# WHAT YOU ARE ASKED TO DO:
Within the entries that follow, show each line where the word "negative" occurs.

[MATERIAL FOR THE TASK Boundary: Start]

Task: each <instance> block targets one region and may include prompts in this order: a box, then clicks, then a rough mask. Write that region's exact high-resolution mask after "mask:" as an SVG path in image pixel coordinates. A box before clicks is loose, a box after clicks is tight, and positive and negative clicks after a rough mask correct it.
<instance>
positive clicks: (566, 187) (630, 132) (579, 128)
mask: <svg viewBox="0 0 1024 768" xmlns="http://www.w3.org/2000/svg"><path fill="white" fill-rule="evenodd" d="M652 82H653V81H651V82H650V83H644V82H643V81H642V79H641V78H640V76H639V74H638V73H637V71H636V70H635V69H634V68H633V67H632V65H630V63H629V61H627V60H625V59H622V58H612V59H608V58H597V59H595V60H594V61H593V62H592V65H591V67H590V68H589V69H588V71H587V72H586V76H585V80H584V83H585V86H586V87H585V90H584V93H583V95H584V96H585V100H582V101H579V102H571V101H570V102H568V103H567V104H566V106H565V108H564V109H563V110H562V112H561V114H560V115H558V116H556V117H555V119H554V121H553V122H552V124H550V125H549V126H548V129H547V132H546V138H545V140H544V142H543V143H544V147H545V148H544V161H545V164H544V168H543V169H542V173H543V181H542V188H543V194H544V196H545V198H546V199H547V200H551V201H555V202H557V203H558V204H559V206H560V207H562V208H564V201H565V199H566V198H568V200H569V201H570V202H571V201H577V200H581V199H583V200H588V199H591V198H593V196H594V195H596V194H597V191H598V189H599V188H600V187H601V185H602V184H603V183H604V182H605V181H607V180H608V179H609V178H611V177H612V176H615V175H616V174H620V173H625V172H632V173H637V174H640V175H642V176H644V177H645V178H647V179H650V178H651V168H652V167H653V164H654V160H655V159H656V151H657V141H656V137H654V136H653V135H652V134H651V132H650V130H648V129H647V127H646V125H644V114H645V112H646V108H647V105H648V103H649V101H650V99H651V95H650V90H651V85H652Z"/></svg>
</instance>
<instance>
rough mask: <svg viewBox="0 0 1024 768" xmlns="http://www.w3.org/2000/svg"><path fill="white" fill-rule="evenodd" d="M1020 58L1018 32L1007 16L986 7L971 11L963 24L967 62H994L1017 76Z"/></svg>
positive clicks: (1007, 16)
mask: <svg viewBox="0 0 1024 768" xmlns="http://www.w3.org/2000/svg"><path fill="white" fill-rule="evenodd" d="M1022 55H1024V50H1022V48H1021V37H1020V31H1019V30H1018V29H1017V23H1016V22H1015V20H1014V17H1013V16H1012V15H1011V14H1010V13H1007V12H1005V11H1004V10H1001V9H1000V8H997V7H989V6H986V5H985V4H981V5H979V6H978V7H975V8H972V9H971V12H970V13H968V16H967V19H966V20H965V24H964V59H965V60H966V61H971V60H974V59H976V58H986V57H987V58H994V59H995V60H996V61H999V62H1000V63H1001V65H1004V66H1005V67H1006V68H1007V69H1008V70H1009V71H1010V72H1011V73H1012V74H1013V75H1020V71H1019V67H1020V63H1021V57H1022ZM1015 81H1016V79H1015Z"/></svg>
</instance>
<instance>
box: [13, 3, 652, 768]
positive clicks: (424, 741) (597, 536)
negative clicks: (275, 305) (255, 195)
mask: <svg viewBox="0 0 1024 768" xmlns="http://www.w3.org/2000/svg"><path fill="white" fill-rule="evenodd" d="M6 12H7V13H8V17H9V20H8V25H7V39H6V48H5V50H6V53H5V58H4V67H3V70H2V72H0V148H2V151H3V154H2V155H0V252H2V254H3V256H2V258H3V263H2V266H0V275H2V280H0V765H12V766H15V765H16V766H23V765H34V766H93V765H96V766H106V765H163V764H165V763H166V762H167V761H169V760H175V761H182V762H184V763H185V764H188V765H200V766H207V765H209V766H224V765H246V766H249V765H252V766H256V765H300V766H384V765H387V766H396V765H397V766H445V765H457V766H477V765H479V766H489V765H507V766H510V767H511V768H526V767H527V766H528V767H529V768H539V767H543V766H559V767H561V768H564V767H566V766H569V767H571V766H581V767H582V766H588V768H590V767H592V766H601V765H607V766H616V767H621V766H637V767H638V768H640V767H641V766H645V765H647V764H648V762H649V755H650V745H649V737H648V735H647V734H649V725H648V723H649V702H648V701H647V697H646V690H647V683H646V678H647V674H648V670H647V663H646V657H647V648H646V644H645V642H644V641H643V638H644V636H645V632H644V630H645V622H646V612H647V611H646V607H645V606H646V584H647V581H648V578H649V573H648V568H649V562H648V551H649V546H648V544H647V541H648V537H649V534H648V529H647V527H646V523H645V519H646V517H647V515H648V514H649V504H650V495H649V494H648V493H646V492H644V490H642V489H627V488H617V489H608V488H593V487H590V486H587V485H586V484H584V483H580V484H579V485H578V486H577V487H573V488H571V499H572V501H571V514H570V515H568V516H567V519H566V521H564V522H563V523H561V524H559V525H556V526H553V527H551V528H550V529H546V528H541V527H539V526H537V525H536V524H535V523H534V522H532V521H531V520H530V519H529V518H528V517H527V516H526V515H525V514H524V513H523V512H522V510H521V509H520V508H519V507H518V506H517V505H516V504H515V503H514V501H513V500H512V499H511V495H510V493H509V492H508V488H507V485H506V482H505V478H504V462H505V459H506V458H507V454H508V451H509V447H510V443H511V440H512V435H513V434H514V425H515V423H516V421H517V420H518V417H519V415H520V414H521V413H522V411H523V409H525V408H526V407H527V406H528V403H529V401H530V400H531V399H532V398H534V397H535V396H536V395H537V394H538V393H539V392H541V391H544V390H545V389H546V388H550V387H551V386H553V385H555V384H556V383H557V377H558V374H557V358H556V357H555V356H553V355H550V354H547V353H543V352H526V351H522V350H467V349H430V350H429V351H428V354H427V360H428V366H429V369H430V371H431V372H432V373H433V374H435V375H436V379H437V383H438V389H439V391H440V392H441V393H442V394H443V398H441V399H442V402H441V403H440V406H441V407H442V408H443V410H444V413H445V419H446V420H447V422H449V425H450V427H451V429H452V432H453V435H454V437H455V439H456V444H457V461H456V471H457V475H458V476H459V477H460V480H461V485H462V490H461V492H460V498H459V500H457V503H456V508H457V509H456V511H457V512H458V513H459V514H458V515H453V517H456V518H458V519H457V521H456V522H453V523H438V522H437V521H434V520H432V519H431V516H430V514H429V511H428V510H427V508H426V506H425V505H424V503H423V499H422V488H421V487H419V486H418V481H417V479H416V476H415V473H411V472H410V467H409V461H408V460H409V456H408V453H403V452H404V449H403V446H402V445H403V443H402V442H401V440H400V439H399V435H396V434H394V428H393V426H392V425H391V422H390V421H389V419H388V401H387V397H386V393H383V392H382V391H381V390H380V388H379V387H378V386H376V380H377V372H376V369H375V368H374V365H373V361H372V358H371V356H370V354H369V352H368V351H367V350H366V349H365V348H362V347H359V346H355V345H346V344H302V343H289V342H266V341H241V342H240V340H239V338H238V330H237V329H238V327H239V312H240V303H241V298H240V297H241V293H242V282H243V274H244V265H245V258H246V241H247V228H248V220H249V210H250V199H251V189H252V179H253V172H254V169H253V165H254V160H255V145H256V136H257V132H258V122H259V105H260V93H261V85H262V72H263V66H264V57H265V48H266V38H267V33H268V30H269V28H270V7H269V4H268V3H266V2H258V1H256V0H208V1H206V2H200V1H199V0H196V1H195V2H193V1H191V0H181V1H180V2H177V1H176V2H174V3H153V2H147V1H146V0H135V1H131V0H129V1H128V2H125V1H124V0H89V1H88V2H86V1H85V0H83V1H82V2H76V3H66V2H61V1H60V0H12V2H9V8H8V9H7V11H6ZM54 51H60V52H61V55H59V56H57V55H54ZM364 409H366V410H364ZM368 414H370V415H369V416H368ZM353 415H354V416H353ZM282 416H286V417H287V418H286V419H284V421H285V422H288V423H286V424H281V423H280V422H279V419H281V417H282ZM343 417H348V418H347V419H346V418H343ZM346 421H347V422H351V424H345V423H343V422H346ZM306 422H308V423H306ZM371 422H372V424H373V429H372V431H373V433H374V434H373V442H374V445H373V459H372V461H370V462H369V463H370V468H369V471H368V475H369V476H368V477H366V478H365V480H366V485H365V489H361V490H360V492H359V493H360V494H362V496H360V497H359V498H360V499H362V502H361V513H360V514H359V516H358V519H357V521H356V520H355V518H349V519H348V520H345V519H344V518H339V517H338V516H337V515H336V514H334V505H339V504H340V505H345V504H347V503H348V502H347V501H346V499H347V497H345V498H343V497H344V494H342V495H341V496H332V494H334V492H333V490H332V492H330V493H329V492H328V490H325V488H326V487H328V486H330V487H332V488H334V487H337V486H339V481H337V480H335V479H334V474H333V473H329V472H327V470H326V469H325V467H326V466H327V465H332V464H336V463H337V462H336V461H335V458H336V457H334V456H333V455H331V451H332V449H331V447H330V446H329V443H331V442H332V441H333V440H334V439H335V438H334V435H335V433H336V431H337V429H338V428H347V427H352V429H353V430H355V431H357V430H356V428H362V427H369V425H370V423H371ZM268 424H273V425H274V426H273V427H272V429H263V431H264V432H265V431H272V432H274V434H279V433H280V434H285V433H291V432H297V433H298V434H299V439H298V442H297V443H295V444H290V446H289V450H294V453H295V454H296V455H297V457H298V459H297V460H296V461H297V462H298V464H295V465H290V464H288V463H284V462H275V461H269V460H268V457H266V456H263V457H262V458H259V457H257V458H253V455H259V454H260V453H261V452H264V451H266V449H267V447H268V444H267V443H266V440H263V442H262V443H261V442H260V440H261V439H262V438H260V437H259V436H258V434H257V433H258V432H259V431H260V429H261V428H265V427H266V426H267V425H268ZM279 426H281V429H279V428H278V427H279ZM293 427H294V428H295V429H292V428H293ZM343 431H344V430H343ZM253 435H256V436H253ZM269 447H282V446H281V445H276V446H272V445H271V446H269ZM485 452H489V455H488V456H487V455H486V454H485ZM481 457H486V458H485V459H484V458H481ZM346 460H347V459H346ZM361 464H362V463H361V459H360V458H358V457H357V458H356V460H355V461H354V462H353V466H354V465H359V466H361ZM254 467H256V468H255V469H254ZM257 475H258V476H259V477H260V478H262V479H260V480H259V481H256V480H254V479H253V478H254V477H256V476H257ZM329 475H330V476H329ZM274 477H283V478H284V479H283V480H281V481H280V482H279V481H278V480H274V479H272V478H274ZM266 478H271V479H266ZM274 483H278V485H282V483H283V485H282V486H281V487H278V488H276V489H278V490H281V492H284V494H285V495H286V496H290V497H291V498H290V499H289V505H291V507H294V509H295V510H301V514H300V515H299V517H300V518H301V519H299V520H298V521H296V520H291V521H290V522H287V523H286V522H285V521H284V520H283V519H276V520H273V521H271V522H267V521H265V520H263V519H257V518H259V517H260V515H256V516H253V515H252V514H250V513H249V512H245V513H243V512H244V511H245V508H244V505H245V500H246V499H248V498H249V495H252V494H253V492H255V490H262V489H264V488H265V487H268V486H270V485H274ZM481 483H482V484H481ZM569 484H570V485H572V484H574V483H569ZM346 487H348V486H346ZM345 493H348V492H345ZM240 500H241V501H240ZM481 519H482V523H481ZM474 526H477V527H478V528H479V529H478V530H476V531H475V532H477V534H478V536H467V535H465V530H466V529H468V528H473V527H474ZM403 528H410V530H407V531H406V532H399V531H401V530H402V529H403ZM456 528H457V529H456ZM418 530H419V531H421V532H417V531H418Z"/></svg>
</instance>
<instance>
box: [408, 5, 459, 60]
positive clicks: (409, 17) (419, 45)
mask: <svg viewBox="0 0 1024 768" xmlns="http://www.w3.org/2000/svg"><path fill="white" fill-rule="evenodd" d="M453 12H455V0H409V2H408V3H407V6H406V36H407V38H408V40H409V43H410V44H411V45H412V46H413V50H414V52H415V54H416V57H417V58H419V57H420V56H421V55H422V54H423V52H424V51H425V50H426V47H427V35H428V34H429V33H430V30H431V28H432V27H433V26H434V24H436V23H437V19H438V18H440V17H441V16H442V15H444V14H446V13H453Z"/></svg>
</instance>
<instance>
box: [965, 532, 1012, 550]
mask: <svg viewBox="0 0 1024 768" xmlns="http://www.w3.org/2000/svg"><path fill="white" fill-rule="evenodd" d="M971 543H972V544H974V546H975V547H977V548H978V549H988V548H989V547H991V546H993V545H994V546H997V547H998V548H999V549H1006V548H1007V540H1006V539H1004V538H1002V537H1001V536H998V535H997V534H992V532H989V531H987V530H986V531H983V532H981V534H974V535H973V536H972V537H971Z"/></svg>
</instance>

[MATERIAL FOR THE TASK Boundary: End]

# ANSWER SPACE:
Task: each <instance> block targets one region and may include prompts in this order: a box, then clicks, then a rough mask. Write that region's exact high-resolution mask after "mask:" as an SVG path in image pixel coordinates. A box before clicks is loose, a box after clicks is tight, and positive and negative clicks after a rough mask correct it.
negative clicks: (275, 305) (255, 195)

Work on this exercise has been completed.